DESCRIPTION OF THE TASK ::
Answer these questions using the review of The Flu below:
1. Who wrote the review, and on what date was it published?
2. Which earlier film by the director does the review name?
3. What disclaimer does The Flu open with?

SOURCE DOCUMENT ::
+ + + + +

The Flu

Kim Sung-su

BY Scott A. GrayPublished Aug 29, 2013

4
It finally happened: South Korea has made its own Roland Emmerich-style, epic disaster movie. While many of his countrymen display an aptitude for finding a caustic bent in familiar formulas, Kim Sung-su is perfectly content to play for the cheap seats.

The director of Musa the Warrior has built a broad crowd-pleaser that taps into a very specific cultural fear. Here's how you know a country takes airborne illnesses extremely seriously: contrary to customary caveats, The Flu commences with the disclaimer: "This film is not based on real life events." Clearly, a viral epidemic is not to be joked about in the land of a thousand vengeance films.

Though it shares superficial subject matter with Contagion, this amiable four-quadrant lob from Korea's burgeoning blockbuster factory has little else in common with Soderbergh's clever clinical thriller, hewing closer to the highly destructive event films of the aforementioned duke of blow-'em-up-but-save-the-dog bombast.

+ + + + +

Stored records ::
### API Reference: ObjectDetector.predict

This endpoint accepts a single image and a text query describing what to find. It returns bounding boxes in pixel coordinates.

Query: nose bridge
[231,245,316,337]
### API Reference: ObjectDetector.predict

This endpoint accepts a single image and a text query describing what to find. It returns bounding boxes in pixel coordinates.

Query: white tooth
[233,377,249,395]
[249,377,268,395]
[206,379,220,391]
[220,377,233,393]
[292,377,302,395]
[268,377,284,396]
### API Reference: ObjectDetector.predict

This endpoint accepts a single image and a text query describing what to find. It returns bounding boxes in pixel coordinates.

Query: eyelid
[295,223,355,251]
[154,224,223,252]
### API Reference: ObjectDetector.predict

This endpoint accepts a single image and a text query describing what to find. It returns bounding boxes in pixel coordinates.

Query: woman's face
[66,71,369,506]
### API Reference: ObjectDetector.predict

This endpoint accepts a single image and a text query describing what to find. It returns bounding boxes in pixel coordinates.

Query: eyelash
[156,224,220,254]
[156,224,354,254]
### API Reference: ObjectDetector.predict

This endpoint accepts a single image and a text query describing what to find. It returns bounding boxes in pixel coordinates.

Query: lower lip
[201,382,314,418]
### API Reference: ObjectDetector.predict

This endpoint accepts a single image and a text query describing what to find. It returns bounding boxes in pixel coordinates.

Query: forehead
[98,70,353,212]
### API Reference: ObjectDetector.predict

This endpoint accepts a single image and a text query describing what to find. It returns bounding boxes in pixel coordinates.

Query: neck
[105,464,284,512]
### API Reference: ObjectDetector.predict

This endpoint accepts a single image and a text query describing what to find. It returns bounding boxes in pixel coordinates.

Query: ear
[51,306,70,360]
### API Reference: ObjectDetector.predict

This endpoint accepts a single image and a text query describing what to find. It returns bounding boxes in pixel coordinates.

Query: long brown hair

+ + + + +

ANSWER SECTION ::
1. Scott A. Gray, published Aug 29, 2013.
2. Musa the Warrior.
3. "This film is not based on real life events."